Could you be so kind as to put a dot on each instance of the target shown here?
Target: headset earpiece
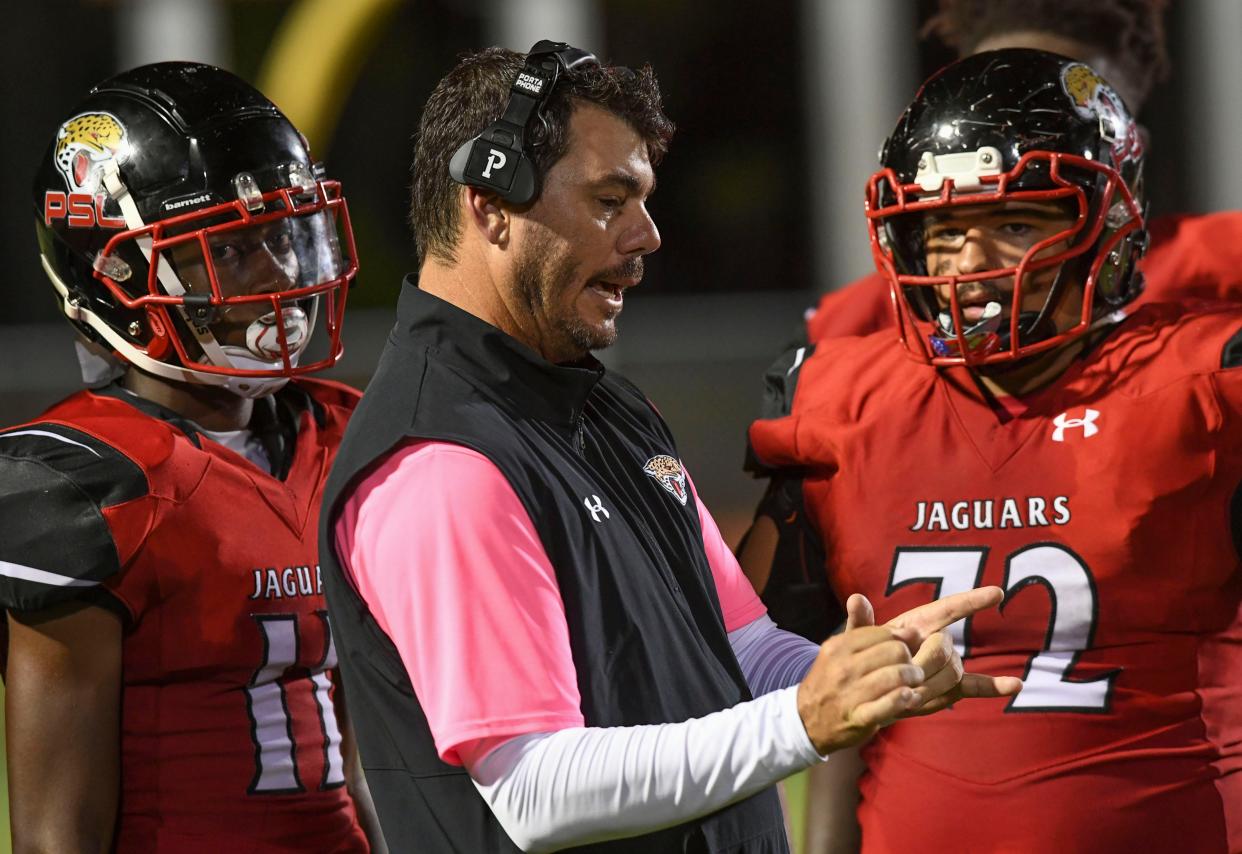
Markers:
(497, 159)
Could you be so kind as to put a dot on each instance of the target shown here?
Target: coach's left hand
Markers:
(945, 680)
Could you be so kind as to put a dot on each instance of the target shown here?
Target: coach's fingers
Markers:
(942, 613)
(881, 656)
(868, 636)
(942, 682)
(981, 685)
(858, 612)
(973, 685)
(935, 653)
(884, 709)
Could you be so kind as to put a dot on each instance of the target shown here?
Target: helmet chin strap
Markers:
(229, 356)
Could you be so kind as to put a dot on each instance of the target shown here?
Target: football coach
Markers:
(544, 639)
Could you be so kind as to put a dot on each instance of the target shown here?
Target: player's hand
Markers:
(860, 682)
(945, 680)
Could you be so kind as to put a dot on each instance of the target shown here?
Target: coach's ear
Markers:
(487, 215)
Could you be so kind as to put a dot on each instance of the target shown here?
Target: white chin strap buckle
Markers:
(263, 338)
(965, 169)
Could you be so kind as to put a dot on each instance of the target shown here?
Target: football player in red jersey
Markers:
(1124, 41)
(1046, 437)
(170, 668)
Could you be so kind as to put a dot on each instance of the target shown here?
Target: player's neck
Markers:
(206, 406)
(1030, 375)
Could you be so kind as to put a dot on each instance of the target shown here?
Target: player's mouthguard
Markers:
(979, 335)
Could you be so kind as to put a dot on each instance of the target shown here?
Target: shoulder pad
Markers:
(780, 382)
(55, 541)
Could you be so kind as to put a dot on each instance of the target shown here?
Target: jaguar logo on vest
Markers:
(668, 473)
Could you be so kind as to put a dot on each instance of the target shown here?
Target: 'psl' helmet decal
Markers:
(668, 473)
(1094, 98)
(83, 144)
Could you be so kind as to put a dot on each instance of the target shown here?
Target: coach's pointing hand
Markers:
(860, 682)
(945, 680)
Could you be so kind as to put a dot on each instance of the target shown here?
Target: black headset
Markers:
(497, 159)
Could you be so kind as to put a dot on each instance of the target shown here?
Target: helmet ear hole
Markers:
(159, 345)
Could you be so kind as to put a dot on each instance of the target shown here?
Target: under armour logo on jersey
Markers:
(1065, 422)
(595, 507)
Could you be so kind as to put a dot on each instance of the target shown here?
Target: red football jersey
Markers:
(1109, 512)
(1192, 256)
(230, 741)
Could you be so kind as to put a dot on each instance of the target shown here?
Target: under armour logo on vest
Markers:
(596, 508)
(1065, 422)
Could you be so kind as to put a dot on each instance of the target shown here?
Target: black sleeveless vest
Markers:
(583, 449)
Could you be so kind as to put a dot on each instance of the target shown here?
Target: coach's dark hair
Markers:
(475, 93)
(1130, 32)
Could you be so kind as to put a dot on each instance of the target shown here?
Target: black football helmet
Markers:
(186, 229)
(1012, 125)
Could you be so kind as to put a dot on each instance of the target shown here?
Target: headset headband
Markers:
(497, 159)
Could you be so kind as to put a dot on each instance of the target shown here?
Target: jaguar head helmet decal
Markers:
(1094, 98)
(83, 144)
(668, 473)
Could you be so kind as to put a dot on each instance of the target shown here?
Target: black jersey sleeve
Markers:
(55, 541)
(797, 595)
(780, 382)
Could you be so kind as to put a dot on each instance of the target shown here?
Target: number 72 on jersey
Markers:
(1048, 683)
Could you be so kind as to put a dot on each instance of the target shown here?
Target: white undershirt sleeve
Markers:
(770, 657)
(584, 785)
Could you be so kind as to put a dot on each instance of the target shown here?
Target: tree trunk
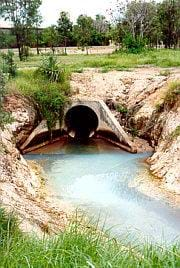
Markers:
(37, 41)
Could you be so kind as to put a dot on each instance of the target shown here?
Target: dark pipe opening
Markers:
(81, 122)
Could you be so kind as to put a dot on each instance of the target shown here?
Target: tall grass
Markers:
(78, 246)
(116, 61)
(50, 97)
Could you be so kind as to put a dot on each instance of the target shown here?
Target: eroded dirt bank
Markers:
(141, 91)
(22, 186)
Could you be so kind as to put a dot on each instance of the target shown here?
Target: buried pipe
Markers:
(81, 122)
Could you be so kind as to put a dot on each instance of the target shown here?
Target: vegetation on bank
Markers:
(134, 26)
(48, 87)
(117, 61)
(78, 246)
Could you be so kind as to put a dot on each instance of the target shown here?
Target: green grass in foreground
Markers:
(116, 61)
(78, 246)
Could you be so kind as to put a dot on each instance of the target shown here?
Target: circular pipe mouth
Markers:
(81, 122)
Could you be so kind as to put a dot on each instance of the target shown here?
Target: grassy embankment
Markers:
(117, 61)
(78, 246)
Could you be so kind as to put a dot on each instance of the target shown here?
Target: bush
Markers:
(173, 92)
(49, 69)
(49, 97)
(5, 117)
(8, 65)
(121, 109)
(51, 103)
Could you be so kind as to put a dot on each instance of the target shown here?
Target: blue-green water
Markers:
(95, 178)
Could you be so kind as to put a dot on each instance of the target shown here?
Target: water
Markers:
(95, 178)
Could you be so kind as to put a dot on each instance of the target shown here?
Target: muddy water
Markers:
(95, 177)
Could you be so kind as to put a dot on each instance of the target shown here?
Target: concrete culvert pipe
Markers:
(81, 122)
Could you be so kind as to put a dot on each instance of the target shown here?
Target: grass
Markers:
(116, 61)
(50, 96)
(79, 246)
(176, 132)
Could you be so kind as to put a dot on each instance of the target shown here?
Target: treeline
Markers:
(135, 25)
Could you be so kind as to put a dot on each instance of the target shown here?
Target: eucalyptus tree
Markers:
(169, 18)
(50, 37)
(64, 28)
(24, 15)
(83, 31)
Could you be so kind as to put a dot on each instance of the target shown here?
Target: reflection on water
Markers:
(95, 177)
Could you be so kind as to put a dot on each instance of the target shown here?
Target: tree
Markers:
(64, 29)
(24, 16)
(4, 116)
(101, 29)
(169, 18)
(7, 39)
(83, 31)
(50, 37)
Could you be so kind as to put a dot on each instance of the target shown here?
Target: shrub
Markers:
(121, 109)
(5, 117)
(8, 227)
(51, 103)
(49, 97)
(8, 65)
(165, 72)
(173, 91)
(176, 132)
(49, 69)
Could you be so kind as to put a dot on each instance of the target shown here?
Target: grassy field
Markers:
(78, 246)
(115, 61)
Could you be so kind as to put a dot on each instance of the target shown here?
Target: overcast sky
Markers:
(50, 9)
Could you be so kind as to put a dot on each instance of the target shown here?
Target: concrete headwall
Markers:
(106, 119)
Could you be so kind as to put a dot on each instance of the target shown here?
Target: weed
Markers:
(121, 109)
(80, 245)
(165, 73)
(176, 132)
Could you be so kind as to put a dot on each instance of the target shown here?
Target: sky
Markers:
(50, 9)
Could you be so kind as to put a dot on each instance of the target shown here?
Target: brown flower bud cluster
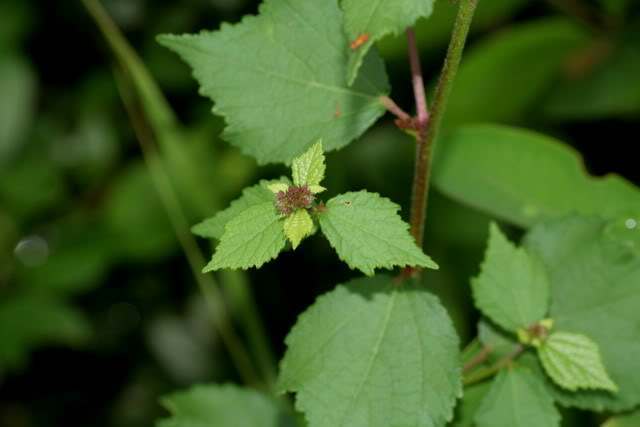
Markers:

● **Directions**
Gather each line in the data that holds the string "decal".

● **Solution to this task**
Target: 'psl' helmet decal
Target: jaguar head helmet decal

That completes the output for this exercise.